** EN QUÉ CONSISTE **
Copia, por favor, todas estas líneas de datos tal cual, sin alterar ningún carácter.

+---+

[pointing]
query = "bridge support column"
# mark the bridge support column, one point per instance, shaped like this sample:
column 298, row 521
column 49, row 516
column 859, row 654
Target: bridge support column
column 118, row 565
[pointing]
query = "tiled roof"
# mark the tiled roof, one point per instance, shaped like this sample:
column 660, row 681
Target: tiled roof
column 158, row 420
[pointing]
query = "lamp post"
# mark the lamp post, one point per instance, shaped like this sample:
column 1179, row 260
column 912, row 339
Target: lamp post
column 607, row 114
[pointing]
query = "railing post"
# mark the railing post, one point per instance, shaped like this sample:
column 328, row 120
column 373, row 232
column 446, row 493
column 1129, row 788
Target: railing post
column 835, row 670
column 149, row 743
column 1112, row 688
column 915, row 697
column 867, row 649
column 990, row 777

+---+

** RESULTADO CORRECTO **
[pointing]
query = "bridge support column"
# mark the bridge support column, one point per instance, shaped like this sample:
column 298, row 521
column 49, row 516
column 859, row 654
Target: bridge support column
column 118, row 565
[pointing]
query = "tiled roof"
# mark the tiled roof, one point per instance, shaped like this sample:
column 660, row 681
Target: tiled roof
column 158, row 420
[pointing]
query = "lamp post"
# mark the lamp post, one point per instance, shaped like this sample:
column 1179, row 260
column 912, row 339
Target: lamp post
column 607, row 114
[pointing]
query = "railing post"
# mark the railing post, one point per instance, shaped like this sample:
column 328, row 120
column 373, row 232
column 446, row 493
column 1129, row 788
Target: railing post
column 835, row 670
column 149, row 743
column 1112, row 688
column 915, row 697
column 867, row 649
column 990, row 777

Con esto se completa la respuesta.